### The data

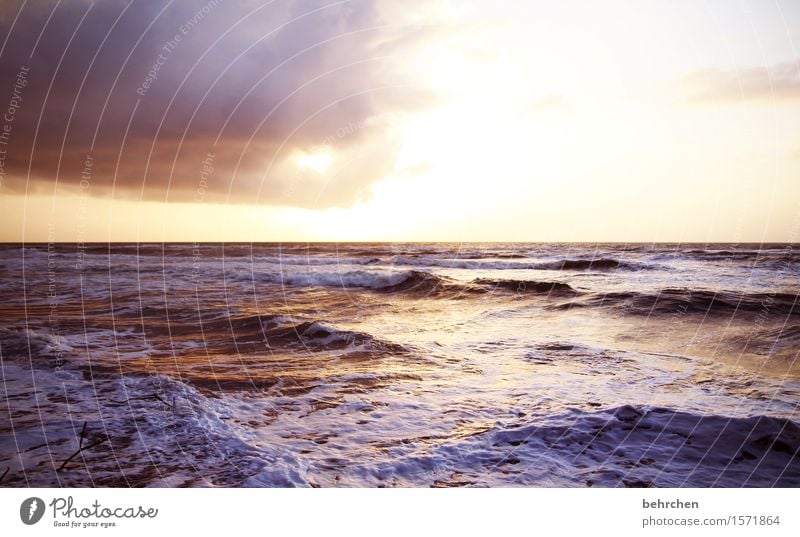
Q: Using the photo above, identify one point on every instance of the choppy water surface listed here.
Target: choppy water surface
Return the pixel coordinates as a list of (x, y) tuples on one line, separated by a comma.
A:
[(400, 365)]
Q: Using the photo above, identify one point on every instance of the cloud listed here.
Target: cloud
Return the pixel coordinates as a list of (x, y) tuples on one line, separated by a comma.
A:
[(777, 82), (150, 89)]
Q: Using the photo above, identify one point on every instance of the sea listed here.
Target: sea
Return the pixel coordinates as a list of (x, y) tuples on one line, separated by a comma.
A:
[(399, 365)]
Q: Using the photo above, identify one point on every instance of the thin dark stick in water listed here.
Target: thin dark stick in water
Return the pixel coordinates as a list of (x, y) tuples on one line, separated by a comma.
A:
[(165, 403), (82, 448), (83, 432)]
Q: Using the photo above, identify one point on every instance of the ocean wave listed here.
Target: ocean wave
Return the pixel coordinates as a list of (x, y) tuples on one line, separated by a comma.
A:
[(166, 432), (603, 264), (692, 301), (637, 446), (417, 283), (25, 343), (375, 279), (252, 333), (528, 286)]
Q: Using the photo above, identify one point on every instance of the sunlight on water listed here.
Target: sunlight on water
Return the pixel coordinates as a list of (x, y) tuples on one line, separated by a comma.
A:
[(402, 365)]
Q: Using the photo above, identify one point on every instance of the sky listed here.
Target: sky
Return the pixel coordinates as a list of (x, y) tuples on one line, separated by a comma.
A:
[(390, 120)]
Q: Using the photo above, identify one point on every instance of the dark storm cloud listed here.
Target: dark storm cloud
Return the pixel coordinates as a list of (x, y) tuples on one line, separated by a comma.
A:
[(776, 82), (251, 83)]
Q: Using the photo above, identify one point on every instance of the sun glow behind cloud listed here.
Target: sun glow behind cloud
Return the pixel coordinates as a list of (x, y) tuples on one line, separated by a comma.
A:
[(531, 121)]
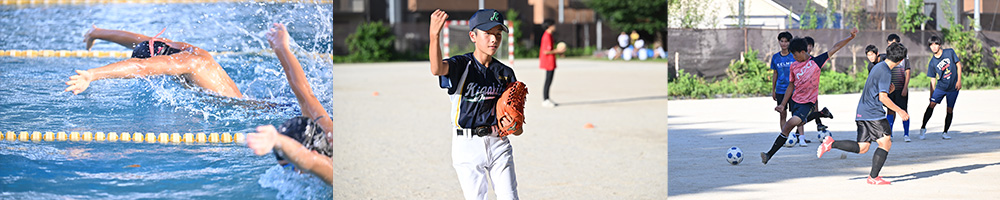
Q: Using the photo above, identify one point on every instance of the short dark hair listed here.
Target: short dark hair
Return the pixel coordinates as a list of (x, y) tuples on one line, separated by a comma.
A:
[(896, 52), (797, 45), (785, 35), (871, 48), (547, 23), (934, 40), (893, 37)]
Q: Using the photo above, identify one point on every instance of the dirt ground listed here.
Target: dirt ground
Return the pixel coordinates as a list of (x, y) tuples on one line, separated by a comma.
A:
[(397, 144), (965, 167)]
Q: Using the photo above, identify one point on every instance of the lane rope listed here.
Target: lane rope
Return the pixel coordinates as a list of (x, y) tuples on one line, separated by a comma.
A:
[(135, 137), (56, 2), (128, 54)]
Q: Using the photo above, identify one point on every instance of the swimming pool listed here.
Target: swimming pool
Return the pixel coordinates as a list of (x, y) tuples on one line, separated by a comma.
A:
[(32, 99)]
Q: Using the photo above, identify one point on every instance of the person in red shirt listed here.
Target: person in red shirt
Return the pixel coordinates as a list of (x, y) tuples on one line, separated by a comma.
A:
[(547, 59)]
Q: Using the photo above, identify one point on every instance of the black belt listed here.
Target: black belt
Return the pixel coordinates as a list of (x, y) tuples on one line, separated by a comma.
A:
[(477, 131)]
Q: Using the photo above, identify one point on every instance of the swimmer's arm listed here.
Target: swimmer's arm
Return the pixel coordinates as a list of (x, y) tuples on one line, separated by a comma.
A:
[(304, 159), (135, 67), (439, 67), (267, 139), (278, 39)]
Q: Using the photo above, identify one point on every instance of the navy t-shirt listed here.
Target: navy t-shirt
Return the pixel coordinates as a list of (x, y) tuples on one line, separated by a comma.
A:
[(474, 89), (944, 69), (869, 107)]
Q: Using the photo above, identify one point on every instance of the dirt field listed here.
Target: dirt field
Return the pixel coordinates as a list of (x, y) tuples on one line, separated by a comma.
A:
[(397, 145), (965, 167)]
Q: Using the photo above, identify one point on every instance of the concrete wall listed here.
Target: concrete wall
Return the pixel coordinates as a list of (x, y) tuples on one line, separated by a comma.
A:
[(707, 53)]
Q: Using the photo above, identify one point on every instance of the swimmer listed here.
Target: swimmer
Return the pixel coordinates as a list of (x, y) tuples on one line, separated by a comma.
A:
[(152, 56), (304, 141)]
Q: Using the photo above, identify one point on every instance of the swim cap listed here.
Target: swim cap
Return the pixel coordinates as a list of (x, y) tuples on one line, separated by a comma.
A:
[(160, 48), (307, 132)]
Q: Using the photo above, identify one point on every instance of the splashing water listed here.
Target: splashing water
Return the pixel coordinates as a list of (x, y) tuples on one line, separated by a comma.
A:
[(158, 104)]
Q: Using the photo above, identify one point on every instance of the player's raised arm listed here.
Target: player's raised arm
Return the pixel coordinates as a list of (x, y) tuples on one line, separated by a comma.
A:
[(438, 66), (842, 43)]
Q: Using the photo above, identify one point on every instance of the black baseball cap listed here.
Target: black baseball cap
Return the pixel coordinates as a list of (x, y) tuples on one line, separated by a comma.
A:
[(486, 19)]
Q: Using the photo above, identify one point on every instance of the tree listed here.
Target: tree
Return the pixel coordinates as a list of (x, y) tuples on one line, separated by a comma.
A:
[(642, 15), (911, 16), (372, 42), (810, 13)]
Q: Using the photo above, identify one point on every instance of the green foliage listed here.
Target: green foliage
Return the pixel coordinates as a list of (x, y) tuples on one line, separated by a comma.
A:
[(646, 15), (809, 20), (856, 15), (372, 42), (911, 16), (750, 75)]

### Work required
Output every entry exactly as given; pictures are not part of the copy.

### Final answer
Q: Using the photo above, identify one point on every instance of the choppy water surface listed here.
Target: choppy water surface
Return the pixel coordinates as a list of (x, y) tuples on one line, separated by a comma.
A:
[(400, 365)]
Q: Using the photo above, identify one point on every instance of the cloud listed here.
Target: cloud
Return the pixel coordinates as a list of (x, y) tuples on one line, separated by a comma.
A:
[(777, 82), (150, 89)]
Q: Using the photo above, identify one point on every instance of the sea listed here.
Target: sea
Return the pixel coordinates as a list of (x, y) tuples on one line, separated by a comma.
A:
[(399, 365)]
Q: Using the photo above, identify one point on every instance of the thin dark stick in water listed here.
Target: thin dark stick in water
Return the pixel coordinates as a list of (x, y) tuples on one line, separated by a comma.
A:
[(165, 403), (82, 448), (83, 432)]
Q: Using the photo above, identify one point on every instance of the ocean wave listed here.
Target: ocean wave
Return the pixel coordinates as a list of (x, y) tuples on one line, separated by a comma.
A:
[(166, 432), (603, 264), (692, 301), (637, 446), (417, 283), (25, 343), (375, 279), (252, 333), (528, 286)]
Q: Using the photo above, identify one point on every instance of the sunlight on water listed here.
Target: sunlight on water
Return the pixel coordinates as a list of (x, y) tuples on one line, separated by a comma.
A:
[(402, 365)]
Q: Using the photo above, identify one point on every instance of the sky listed here.
Target: sky
Return the pixel coordinates as a list of (x, y) tuples on one line, separated by a comma.
A:
[(390, 120)]
Q: Using the photo above, identify one point on every instance of the dark storm cloud listed here.
Target: dark storm cloud
Return the pixel coordinates as a list of (x, y) tuples on one line, separated by a comma.
A:
[(776, 82), (251, 83)]
Q: Using the photo above, identify one point on every instance of the sun glow behind cloud listed here.
Target: sun glow behind cloud
Return the pixel coordinates as a list of (x, y) tuples on one line, separated by a comma.
A:
[(531, 121)]
Q: Using the photo above, identify one point on every instance of the short dark hair listed here.
Target: short dark hair
Return the pixel coordinates as a list of (x, y) tuples on one line, separated by a comma.
A:
[(896, 52), (797, 45), (785, 35), (871, 48), (547, 23), (934, 40), (893, 37)]
Q: Using the photo above, identify one point on every instance of the dirt ground listed here.
Target: dirt ground
Return the pixel coordinates as a list of (x, y) tuples on one line, separated by a comma.
A:
[(397, 144), (965, 167)]
Q: Using the photo above, identify one point on every instance of the lane rope listed here.
Target: lane rope
Return the pixel coordinates as a list of (x, y) tuples on one line, separated by a comma.
A:
[(135, 137), (56, 2), (128, 54)]
Q: Using the photo above, identify one point on every instance of the swimming pool listed here.
Target: swimming pool
Return the pixel coordinates as a list of (x, y) tuples on one line, separated by a comma.
A:
[(32, 99)]
Q: Using the photo above, identify one point on every instance of the person in red shirt listed here.
Target: person in red shirt
Return the pixel coordinates as a list of (x, y) tuples on one line, separated by a comma.
A:
[(547, 59)]
Q: Using the photo above, identify one point on every instance of the black belt listed here.
Target: black belt
Return the pixel coordinates as a list of (x, y) tuples on one line, separated by a comma.
A:
[(477, 131)]
Q: Using the photo above, identify one point on every instance of the swimmer's arm listed here.
Target: swimmer's arm
Return the pixel coordinates as a list of (x, y) tuples on one line, separated by a comma.
A:
[(304, 159), (135, 67), (439, 67), (267, 139), (278, 39)]
Q: Using the photo above, identify one point on every instance of the navy t-shirt listed here.
Target: navy t-shirt
Return the pixel coordinates as a list of (x, y) tuples on one line, separated by a comma.
A:
[(474, 89), (944, 69), (869, 107)]
Q: Using the photo above, identify one point on every instance of the dirt field listed here.
Target: dirt field
Return the pixel coordinates as a list of (x, y) tuples on one line, separated by a comma.
A:
[(397, 145), (965, 167)]
Q: Using the photo above, identify one point on every instance of the concrete wall listed here.
Target: concrete wall
Return the pixel coordinates as a list of (x, y) tuples on one line, separated by a comma.
A:
[(707, 53)]
Q: Using the photo above, identify one point on every instance of the swimmer listed here.
Target: swimmer
Return the pixel coordinates as a list of (x, y) tuples on one line, separated by a comma.
A:
[(152, 56), (304, 141)]
Q: Using the photo above, identify one point on every instance of the swim cap listed here.
Target: swim cap
Return the pixel coordinates as a list of (x, y) tuples on one line, separated by a comma.
A:
[(160, 48), (307, 132)]
Q: Using the photo above, identify one point on every instance of the splashing water listed here.
Target: splashing water
Return the pixel coordinates as a list of (x, y) tuples on one line, separated by a comma.
A:
[(158, 104)]
Q: Using the photo above, identify one point on every instance of the player's raised arm listed here.
Target: player's raised arm
Return the pixel coordinates as a list of (x, y) tuples on one line, separated by a comma.
A:
[(438, 66), (842, 43)]
Q: Using the photo above, identify one point on every instance of the black baseball cap listed here.
Target: black baseball cap
Return the pixel coordinates as a list of (x, y) tuples on one line, separated by a comma.
A:
[(486, 19)]
Q: Using the photo above, identify one point on every instance of the tree listed here.
Target: tree
Return the pixel coordinates as a list of (x, y) tuples on one line, separated by a comma.
A:
[(642, 15), (911, 16), (372, 42), (810, 13)]
Q: Using the photo above, identify one point on every instance of the green foliage listed here.
Target: green foliage
Return the pixel coordinates as a list of (x, y) tuples on one line, separated by a comma.
A:
[(646, 15), (809, 20), (856, 15), (372, 42), (911, 16), (750, 75)]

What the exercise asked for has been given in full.